• _Activity_:
Each line of the listing needs to be given again exactly.

START Supplied information

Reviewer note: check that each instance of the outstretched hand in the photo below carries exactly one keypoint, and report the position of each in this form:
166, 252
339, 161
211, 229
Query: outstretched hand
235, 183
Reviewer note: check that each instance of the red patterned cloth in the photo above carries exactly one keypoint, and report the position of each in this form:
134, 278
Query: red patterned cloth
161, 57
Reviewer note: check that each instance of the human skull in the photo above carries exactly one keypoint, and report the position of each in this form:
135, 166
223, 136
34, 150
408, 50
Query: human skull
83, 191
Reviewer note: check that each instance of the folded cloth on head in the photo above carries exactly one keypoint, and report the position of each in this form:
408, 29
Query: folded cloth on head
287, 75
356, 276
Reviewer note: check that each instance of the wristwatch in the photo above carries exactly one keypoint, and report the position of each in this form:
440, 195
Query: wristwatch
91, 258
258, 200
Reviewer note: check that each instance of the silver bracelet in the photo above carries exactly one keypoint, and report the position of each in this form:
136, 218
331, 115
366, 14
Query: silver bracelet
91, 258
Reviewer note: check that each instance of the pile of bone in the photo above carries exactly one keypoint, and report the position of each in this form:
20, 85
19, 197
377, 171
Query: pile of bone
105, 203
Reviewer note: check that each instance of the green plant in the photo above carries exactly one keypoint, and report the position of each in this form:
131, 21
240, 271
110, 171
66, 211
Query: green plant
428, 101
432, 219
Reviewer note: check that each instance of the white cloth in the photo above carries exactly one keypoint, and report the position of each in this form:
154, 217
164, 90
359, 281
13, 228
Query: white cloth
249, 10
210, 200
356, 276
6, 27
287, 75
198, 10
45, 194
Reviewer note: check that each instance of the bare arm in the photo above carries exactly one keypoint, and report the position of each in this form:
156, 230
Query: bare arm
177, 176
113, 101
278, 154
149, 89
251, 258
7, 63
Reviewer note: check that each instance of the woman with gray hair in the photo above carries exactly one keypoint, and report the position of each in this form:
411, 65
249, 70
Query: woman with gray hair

END Supplied information

• _The answer_:
Reviewer note: check that each instance of the outstretched hand in the photo below carries exactly one keypoint, and report the position of each in this form:
166, 252
339, 161
211, 229
Query: outstretched hand
235, 183
Reviewer note: check that each instance of the red patterned cloth in the photo above carries exactly one keypoint, and report the position of each in this form:
134, 278
Query: red patterned cloth
161, 57
Reviewer note: check that each instance of the human skull in the photo above carries exactly one keypoint, and report the position of each in this form:
135, 166
223, 136
34, 150
408, 50
Query: human skull
83, 191
Reviewer note: check that each instance of the folded cloth on head in the photo above carries exactly one keypoint, and report the position of each in this form:
408, 29
Query: folded cloth on head
287, 75
356, 276
Reviewer note: check that each instance of the wristwatch in the photo above carries exactly one keypoint, and report the position of each in this form:
440, 195
Query: wristwatch
91, 258
258, 200
Reviewer note: check that each instance of the silver bracelet in the photo above carries exactly one keypoint, and report the position of each in this form:
136, 218
331, 115
366, 14
Query: silver bracelet
91, 258
Reviewer note: check that each instance of the pile of bone in the photo above carries exactly one keypoint, and report the position of each in this form:
20, 85
19, 197
377, 171
Query: pile of bone
105, 203
Reviewer note: check that each instance of the green plant in the photo above carries exactly one keypoint, and report the position of each in this form:
131, 21
240, 271
110, 171
66, 211
Query: green plant
428, 101
432, 219
Reviewer note: check that each instance of the white cloth in the photo above carries exactly one keypoint, and report the position of each in this form:
154, 217
164, 90
359, 281
13, 228
Query: white cloth
249, 10
210, 200
356, 276
6, 27
287, 75
198, 10
45, 194
Reviewer note: check that each instance of the bare arm in the photo above carries exactly one keypoint, and report the position of each in this form:
156, 230
Query: bare arm
177, 176
113, 101
278, 154
149, 89
251, 258
7, 63
Reviewer note: check that each instance of the woman with gray hair in the photo above carries exactly one keypoint, and report the position of each in this form:
411, 65
249, 70
Query: woman with gray hair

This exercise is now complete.